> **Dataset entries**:
>> START

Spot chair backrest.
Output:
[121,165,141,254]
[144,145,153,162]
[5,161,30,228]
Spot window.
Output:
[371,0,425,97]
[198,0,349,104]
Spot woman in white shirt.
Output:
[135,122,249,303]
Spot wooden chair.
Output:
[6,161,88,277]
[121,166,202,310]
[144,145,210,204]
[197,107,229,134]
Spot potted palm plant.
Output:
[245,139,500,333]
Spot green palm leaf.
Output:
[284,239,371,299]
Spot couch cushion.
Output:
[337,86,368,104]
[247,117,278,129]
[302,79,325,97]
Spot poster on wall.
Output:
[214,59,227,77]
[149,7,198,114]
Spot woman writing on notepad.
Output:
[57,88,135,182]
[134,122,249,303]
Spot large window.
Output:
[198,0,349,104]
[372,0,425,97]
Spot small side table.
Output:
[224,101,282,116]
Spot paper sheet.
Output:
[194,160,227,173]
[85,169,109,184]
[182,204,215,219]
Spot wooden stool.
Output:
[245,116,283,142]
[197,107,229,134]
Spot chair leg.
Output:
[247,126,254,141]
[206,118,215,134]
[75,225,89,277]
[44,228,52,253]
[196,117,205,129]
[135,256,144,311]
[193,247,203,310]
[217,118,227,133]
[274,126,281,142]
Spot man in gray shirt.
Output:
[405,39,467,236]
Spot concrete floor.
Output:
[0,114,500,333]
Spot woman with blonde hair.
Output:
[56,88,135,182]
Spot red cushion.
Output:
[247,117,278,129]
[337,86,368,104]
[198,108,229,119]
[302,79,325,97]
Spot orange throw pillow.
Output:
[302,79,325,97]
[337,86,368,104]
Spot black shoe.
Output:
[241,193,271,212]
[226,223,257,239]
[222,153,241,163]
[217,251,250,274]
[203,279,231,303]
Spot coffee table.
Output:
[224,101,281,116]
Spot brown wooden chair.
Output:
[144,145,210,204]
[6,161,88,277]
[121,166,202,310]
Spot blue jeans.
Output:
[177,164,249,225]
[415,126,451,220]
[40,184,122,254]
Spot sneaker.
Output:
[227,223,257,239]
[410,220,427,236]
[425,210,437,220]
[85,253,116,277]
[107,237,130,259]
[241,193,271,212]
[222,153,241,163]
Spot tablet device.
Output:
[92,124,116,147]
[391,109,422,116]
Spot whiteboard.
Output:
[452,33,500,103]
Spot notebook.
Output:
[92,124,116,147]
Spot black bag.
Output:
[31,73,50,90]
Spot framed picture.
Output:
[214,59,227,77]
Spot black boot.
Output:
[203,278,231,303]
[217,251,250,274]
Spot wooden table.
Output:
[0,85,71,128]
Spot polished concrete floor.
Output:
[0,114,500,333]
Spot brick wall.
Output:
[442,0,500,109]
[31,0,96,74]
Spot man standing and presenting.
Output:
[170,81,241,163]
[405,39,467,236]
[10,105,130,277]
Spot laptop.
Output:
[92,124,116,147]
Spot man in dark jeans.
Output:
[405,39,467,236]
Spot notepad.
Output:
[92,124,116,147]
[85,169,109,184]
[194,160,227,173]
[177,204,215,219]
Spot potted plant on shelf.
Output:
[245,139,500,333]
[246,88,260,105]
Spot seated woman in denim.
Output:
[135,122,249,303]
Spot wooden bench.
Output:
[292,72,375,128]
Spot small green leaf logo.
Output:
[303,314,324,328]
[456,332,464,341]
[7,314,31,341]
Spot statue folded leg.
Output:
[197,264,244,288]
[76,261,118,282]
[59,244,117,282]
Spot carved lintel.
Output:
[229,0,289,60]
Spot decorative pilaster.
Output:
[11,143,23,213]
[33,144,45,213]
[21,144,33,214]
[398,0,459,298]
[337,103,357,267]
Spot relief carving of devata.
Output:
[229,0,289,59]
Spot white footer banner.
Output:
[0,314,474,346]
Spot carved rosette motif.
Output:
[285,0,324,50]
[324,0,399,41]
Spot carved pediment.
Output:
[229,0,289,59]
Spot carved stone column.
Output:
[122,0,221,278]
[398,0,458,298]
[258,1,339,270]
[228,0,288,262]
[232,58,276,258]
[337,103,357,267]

>> END
>> START

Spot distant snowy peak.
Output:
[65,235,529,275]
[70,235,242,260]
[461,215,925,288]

>> END

> **Challenge**:
Update the listing lines beginning at the line that has "Spot whiteboard." and stopping after the line that has "[0,85,71,128]", replacing "black" with "dark" and leaving everything else unchanged. Return only those lines.

> **Answer to the exercise**:
Spot whiteboard.
Output:
[452,33,500,103]
Spot notebook.
Output:
[92,124,116,147]
Spot dark bag.
Output:
[31,73,50,90]
Spot framed picture.
Output:
[214,59,227,77]
Spot dark boot.
Output:
[203,278,231,303]
[217,251,250,274]
Spot wooden table.
Output:
[0,85,71,128]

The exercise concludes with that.